** Task item **
In the book review, what kind of therapy do the author's treatment summaries show to be effective for the PAS family?

START Document section

The Parental Alienation Syndrome:
A Family Therapy and Collaborative Systems Approach to Amelioration
By Linda J. Gottlieb. LMFT, LCSW-R
Book Review by William Bernet
In this thought-provoking book, Ms. Gottlieb attempts to resolve the controversies surrounding Parental Alienation Syndrome (PAS) by providing substantial empirical evidence from her treatment cases in support of the eight symptoms which child psychiatrist, Richard Gardner, had identified as occurring in the PAS child, and she further exemplifies the commonality of the alienating maneuvers among the alienating parents. The author redefines the typically-held characterization of the parents’ relationship as portrayed in the pertinent literature and accepted by most PAS-aware professionals. Numerous case examples are explored: horrific tales of manufactured child abuse; referrals to child protective services (CPS) resulting in suspension of visits between targeted parents and their children; meritless reports to police alleging domestic violence in support of orders of protection which slander and stigmatize targeted parents; exclusionary tactics preventing targeted parents’ involvement in their children’s medical, educational, social lives and activities; and depletion of targeted parents’ resources due to legal fees required to defend himself/herself and to obtain judicial enforcement of parental rights. Ms. Gottlieb methodically documents that PAS is a form of emotional child abuse of the severest kind. The author provides an unprecedented number of treatment summaries, which demonstrate the effectiveness of structural family therapy in treating the PAS family. To further elucidate the subject, the author interviewed several matrimonial attorneys, Law Guardians, and forensic evaluators regarding their experiences with PAS, and she incorporated their thoughts into her recommendations as to how the mental health and judicial communities should resolve this situation in the best interests of the child. “New Rules” are suggested which encourage a collaborative rather than an adversarial approach to child custody. This book will be an excellent resource for parents who are divorcing or are in conflict, for adult-child victims of PAS, for mature children of divorcing parents, for judges, for Law Guardians, for matrimonial attorneys, for therapists, for child protective personnel, for law enforcement– and for the professional rescuer who believes that a child must be saved from a parent.

END Document section
START Material shown

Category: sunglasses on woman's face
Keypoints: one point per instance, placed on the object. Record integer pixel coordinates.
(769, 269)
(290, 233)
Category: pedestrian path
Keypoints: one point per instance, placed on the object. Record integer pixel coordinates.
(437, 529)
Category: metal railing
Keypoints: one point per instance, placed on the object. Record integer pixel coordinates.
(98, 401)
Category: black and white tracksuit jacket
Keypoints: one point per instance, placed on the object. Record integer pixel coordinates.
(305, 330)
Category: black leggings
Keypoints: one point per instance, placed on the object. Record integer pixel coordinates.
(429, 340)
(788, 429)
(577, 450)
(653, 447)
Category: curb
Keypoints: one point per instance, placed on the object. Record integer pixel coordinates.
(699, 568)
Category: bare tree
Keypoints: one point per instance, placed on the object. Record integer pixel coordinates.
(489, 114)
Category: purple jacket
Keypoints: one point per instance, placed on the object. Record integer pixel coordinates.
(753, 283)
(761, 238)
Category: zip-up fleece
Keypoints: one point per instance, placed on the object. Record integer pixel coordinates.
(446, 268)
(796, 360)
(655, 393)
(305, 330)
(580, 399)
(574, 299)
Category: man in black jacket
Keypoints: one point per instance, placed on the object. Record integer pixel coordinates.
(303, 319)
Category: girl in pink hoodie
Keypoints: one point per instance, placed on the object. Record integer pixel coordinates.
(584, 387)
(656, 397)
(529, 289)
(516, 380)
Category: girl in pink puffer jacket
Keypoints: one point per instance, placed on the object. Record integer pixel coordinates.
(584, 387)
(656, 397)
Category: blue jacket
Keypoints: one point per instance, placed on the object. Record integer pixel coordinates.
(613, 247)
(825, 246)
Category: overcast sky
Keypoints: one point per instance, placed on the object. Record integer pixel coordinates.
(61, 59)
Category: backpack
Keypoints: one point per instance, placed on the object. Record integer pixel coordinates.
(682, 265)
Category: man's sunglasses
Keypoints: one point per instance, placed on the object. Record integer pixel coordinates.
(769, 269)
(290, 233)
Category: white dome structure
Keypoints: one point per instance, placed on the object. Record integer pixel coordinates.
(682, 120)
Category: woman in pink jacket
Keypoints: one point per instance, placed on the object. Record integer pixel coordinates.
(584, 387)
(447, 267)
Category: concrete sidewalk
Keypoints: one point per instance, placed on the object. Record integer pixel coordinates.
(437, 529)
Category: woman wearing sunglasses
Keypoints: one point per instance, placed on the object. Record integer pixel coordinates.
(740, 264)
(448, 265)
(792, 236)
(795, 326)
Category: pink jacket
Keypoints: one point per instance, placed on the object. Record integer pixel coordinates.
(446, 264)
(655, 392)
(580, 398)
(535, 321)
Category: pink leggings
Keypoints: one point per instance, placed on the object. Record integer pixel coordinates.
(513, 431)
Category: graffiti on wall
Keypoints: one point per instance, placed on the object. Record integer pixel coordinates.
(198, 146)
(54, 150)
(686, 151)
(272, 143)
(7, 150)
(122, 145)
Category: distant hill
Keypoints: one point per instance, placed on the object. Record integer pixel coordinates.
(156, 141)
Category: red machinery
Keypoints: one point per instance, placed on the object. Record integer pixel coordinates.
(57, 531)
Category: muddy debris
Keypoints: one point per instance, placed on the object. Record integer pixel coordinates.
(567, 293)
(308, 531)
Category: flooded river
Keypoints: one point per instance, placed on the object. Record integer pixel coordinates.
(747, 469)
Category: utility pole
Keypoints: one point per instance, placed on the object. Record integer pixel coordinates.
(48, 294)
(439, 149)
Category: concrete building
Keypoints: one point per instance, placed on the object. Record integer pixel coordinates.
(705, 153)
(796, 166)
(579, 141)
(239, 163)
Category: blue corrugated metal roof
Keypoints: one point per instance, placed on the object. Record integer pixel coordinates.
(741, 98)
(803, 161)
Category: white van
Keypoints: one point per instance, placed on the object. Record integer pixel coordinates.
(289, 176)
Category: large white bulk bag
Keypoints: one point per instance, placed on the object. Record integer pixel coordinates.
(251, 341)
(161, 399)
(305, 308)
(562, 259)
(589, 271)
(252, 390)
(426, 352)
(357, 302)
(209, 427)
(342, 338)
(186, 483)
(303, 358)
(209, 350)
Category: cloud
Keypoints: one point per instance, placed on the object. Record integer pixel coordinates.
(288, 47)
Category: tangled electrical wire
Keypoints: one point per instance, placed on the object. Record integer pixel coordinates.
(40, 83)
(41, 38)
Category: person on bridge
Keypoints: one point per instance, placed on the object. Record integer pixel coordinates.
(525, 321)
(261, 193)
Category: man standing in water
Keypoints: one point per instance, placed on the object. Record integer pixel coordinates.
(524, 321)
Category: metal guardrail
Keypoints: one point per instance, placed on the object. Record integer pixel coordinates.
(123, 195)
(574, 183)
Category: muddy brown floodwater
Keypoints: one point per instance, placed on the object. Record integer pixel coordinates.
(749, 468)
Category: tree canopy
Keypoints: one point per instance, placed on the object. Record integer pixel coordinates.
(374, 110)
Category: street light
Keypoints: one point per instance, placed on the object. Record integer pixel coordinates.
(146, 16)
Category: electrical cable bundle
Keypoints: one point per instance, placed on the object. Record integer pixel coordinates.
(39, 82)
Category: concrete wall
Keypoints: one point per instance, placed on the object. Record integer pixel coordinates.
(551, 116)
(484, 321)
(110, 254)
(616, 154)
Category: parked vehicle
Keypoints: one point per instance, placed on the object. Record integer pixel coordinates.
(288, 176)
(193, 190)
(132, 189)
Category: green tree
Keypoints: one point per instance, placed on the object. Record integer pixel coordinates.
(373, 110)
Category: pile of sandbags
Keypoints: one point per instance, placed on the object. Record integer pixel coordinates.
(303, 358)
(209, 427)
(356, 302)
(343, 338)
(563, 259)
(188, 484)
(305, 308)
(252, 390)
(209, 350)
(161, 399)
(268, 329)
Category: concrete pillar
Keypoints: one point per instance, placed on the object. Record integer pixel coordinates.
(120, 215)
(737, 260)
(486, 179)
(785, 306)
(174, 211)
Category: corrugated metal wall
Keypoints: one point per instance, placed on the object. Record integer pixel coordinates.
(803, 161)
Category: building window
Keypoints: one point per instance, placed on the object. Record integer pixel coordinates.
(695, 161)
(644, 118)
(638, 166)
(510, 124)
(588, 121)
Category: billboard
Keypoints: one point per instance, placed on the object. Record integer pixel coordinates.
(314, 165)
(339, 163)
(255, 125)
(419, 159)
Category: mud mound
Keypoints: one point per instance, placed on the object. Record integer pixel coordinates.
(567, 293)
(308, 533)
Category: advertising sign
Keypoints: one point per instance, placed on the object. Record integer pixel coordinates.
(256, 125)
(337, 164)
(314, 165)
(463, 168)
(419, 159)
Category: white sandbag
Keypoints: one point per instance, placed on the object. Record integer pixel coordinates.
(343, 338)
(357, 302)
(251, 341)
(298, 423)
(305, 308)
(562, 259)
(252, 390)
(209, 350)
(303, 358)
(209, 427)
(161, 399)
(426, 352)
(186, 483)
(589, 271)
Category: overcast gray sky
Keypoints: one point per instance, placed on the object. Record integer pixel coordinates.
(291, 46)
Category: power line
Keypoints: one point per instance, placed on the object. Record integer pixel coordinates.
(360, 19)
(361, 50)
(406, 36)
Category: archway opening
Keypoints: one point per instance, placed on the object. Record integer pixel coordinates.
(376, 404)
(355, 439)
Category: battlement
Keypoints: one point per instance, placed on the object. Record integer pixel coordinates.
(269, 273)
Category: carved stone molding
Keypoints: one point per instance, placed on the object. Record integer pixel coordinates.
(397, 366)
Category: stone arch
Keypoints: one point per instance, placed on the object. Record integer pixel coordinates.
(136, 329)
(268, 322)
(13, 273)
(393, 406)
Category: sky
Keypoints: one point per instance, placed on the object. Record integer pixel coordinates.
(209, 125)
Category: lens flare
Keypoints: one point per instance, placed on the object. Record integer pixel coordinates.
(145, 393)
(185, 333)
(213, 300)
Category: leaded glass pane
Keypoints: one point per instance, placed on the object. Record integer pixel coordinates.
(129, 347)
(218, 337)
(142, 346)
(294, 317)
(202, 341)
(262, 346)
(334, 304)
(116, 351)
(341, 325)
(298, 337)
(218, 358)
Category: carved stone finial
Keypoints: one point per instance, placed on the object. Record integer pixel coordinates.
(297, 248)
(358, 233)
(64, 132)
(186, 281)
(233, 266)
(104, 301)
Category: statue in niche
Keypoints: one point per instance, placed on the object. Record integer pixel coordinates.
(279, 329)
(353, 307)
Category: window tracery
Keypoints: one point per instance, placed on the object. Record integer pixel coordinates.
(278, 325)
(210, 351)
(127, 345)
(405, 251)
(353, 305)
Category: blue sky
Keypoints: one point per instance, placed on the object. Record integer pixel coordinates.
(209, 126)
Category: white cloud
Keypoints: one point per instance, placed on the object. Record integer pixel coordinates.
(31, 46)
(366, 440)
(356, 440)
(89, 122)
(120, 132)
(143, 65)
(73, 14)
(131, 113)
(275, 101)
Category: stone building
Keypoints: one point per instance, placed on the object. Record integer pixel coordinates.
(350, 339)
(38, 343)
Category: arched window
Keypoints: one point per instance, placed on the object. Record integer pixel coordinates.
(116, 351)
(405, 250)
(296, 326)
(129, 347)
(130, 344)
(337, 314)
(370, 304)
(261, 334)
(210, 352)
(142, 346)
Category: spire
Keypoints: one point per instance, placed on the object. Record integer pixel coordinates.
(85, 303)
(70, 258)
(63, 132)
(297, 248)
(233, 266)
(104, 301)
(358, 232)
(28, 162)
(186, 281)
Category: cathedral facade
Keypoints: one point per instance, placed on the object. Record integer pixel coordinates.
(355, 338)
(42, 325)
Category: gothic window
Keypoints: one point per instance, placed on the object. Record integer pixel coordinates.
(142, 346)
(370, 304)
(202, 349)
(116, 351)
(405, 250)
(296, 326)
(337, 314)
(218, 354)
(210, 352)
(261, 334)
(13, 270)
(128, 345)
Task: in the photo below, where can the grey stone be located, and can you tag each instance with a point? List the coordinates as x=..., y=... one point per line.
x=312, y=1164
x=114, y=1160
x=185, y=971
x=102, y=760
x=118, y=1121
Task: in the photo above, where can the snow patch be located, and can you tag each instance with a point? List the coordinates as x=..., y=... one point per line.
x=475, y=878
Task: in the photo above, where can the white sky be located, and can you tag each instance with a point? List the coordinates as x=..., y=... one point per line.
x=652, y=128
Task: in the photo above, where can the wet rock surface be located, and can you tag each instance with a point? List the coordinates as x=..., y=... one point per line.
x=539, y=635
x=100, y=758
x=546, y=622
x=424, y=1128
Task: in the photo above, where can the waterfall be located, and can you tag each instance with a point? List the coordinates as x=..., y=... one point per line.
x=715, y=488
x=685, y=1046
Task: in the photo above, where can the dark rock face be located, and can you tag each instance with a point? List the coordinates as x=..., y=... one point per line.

END Material shown

** Answer to the problem **
Structural family therapy.